Reducing Costs | Understanding and Deploying LDAP Directory Services (2nd Edition)

Understanding and Deploying LDAP Directory Services > 24. Case Study: A Large University > Maintenance

< BACK

CONTINUE >

153021169001182127177100019128036004029190136140232051053054012003009099078016121242090

Maintenance

Maintenance of the Big State directory was relatively simple, but not without its problems. Some of the more tedious and time-consuming aspects of system maintenance are covered in the following sections.

Data Backup and Disaster Recovery

Three approaches are taken to provide backup and disaster recovery for the directory service. First, each machine providing service is backed up to magnetic tape regularly. These tapes are saved for six weeks and rotated periodically. This kind of backup is used primarily to guard against any of the single systems becoming corrupted. The system's configuration can be restored from the backup tape, and its directory can be repopulated using one of the techniques described later in this section.

Second, directory replicas are also used as a backup service. If a secondary replica becomes corrupted, directory data can be restored from the master replica. If the master directory server becomes corrupted, it can be restored from the database of the most up-to-date replica server. This kind of procedure often provides more timely backups than the magnetic tape method. The tapes are typically updated with an incremental backup once per day, whereas directory replicas are constantly updated and kept in sync with the master.

Third, the directory data is dumped to a text file and transferred to a different, secure machine every night. If the master and all replica directories become corrupt, they can be restored from this saved file, losing only the intervening changes. This kind of backup is helpful in recovering from such problems as an out-of-control administrative procedure that mistakenly deletes a bunch of entries from the directory. It is also helpful in recovering data mistakenly deleted or modified by a user .

20-20 Hindsight: Backup Procedures

Maintaining three separate backup and disaster recovery procedures may seem like overkill, but Big State found that each procedure was the best choice for different situations, and sometimes the procedures can be used in combination. For example, a disk failure on a production machine is best handled by restoring the machine's file systems from the tape backup, and then restoring its directory data from one of the replica directories. This kind of creative thinking made the job of recovering from failures and catastrophes much easier. Using the right combination of procedures helps to minimize recovery time and increase system uptime.

________________________________________

* [What you have to do]
For each statement, say whether it matches the backup passage, answering yes or no and quoting the exact words from the passage that decide it.
1. The magnetic backup tapes are kept for six weeks.
2. The tapes usually get a full backup every hour.
3. Every night the directory data goes to a separate, secure machine.
The listing after this has nothing to do with it.

Position identification records:
________________________________________

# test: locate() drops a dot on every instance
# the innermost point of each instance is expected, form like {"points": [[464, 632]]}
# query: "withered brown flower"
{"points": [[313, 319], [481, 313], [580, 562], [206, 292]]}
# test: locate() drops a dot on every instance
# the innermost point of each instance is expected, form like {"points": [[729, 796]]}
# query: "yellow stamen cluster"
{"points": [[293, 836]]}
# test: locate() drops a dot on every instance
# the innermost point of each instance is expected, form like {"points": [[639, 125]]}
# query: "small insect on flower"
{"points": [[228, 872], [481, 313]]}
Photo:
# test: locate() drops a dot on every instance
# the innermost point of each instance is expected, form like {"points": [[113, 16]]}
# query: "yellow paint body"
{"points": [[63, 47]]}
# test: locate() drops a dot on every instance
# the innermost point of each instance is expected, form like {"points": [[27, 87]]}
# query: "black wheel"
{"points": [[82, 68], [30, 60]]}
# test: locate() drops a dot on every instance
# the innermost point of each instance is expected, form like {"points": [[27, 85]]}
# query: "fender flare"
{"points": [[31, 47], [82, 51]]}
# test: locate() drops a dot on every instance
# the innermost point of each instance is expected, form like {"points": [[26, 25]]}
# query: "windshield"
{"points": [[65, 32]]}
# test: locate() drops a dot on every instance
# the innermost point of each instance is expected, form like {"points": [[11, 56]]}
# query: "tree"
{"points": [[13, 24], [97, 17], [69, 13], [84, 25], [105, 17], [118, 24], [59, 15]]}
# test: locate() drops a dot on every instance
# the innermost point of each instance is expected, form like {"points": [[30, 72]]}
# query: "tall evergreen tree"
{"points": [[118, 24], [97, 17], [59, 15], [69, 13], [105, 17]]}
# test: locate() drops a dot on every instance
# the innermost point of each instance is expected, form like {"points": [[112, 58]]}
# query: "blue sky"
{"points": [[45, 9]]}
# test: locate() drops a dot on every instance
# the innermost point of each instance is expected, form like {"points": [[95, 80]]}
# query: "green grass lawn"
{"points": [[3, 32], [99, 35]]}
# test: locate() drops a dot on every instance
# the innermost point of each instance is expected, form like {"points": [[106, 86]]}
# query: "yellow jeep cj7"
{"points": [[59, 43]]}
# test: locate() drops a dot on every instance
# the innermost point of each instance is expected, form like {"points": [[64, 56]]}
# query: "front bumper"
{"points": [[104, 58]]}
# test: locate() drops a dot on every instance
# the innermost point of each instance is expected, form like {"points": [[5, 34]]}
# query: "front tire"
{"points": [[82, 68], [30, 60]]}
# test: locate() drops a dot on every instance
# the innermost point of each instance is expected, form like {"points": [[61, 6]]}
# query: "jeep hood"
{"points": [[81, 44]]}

________________________________________

* [Task solution]
1. Yes: "These tapes are saved for six weeks and rotated periodically."
2. No: "The tapes are typically updated with an incremental backup once per day"
3. Yes: "the directory data is dumped to a text file and transferred to a different, secure machine every night."